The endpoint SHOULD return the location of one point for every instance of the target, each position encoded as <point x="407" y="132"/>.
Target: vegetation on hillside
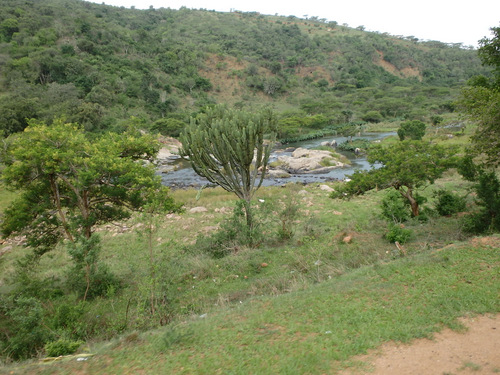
<point x="92" y="247"/>
<point x="98" y="65"/>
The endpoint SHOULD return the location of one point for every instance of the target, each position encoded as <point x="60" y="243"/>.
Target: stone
<point x="347" y="239"/>
<point x="196" y="210"/>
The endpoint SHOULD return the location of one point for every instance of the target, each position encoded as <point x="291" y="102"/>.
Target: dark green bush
<point x="449" y="203"/>
<point x="62" y="347"/>
<point x="398" y="233"/>
<point x="395" y="207"/>
<point x="27" y="332"/>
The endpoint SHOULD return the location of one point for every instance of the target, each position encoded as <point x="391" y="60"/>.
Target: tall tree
<point x="405" y="166"/>
<point x="70" y="183"/>
<point x="480" y="102"/>
<point x="228" y="148"/>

◆ **WHAT YOU WILL DO**: Please reproduce every entry above word for word, omitting the picture.

◆ **EXERCISE RESPONSE**:
The endpoint SHOULD return the location of one point for every instance of the target, each position encoded as <point x="407" y="132"/>.
Target: vegetation on hillside
<point x="92" y="247"/>
<point x="98" y="65"/>
The endpoint SHOULD return the location of one point for every instance of the target, each position encoded as <point x="60" y="243"/>.
Target: stone
<point x="347" y="239"/>
<point x="196" y="210"/>
The endpoint SHOULD return the location of one point for every instance of the target, each position encoded as <point x="291" y="102"/>.
Target: dark green bush
<point x="449" y="203"/>
<point x="62" y="347"/>
<point x="398" y="233"/>
<point x="395" y="207"/>
<point x="27" y="332"/>
The endpoint SHOULD return the location of one point for every instance of the target, each position encoded as <point x="391" y="60"/>.
Target: tall tree
<point x="405" y="166"/>
<point x="70" y="183"/>
<point x="480" y="102"/>
<point x="228" y="148"/>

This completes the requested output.